TEXT SHOWN: Begin
Marble Fox For Sale
The marble fox (or arctic marble fox) is an interesting breed of fox, and not just because of the coat. This coloration of the fur is not something that is natural, but rather something that was created through human intervention, being the offspring of the red and silver fox combination.
Many marble foxes are bred in captivity, however, there are many that still exist in the wild. This genetic mutation gives them beautiful white fur that has black or tan patches across the face and ears. As for the remainder of their physical characteristics, they have the triangular face, pointed ears, bushy tail and resemblance to dogs, however they have a more pointed snout and furry tails. They are native to Alaska and Canada and are adapted to live in the cold weather. In the wild, they can live for about 3-4 years, however, they can live for about 10-15 years in captivity. They can weigh from 6 pounds to 20 pounds. In the wild, they generally eat any small animal they can find as well as scavenging the remains from the hunts of other larger predators. In times where they cannot find food, they may even eat their own feces.
Marble foxes hold many of the same behavioral characteristics of other foxes. Like dogs, they hold many different types of personalities. Some are shy while others will walk right up to you. Like dogs, they enjoy having their ears scratched. While they stem from the canine family, however, they are wild animals. Unlike other wild canines such as the wolf, foxes hunt alone. Another feature that distinguishes them from other animals is that they are known for being intelligent and clever. Staying true to the saying “sly as a fox,” they are not really meant to be tamed for the long haul. This independent and cunning nature may remind you of cats, however, foxes are more unpredictable and dangerous over time. In many fairy tales, foxes are deceitful and dangerous and this also translates into real life. If you see one of these on the street, you should not approach, no matter how cute they might appear. All in all, they are not meant to be domesticated, especially for a long time. Even past these behavioral traits, there are still other reasons as to this fact. Living in colder climates, marble foxes are meant for colder temperatures and have a thick coat to keep their body temperature high while their environment is cold. In another attempt to keep their body warm, they will curl up their legs and head tightly behind their tail, reducing the amount of surface area that can be touched by the cold atmosphere. They also live in dens, out of the wind, to try and keep warm.
TEXT SHOWN: End
■ **ACTIVITY LIST**:
1. Transcribe the marble fox text from "Marble Fox For" to "silver fox combination.".
2. For each statement below, answer yes or no according to the marble fox text, and quote the words that decide it.
(a) Marble foxes can live about 10 to 15 years in captivity.
(b) Like wolves, foxes hunt in groups.
(c) Marble foxes are native to Alaska and Canada.
3. According to the marble fox text, what colors are the patches on the marble fox's white fur?
The data that follows is not needed for any of this work.
GIVEN INFORMATION: Begin
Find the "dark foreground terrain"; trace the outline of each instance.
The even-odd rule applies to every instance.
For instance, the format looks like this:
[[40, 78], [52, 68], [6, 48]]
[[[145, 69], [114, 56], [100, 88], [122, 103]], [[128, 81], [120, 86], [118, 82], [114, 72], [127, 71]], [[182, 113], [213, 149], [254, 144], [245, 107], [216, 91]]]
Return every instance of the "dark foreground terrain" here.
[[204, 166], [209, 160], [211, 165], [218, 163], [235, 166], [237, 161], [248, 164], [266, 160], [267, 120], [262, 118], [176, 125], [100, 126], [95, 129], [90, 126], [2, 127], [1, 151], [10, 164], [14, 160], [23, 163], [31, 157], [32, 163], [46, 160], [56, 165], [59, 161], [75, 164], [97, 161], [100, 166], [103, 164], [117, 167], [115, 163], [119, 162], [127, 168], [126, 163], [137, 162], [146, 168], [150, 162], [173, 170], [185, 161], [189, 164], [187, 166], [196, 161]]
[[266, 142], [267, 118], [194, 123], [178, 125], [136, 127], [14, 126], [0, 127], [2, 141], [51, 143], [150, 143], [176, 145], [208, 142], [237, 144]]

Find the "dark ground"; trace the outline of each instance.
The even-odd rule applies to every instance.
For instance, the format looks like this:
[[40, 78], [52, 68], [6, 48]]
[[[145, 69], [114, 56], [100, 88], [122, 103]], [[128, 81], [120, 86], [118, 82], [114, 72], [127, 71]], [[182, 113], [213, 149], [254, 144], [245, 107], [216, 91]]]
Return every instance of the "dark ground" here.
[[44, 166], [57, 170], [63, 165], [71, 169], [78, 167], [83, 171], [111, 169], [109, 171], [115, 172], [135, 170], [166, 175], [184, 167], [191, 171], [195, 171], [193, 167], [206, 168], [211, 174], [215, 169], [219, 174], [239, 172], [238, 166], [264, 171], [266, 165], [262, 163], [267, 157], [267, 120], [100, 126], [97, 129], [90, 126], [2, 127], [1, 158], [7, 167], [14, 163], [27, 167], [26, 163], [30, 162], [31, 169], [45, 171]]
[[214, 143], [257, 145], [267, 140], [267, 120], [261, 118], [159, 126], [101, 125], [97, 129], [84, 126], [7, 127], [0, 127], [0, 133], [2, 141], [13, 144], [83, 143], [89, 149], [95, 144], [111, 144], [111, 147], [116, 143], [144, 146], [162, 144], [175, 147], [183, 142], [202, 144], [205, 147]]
GIVEN INFORMATION: End
■ **RESULTS BY TASK**:
1.
Marble Fox For Sale
The marble fox (or arctic marble fox) is an interesting breed of fox, and not just because of the coat. This coloration of the fur is not something that is natural, but rather something that was created through human intervention, being the offspring of the red and silver fox combination.

2.
(a) Yes: "they can live for about 10-15 years in captivity."
(b) No: "Unlike other wild canines such as the wolf, foxes hunt alone."
(c) Yes: "They are native to Alaska and Canada"

3. Black or tan.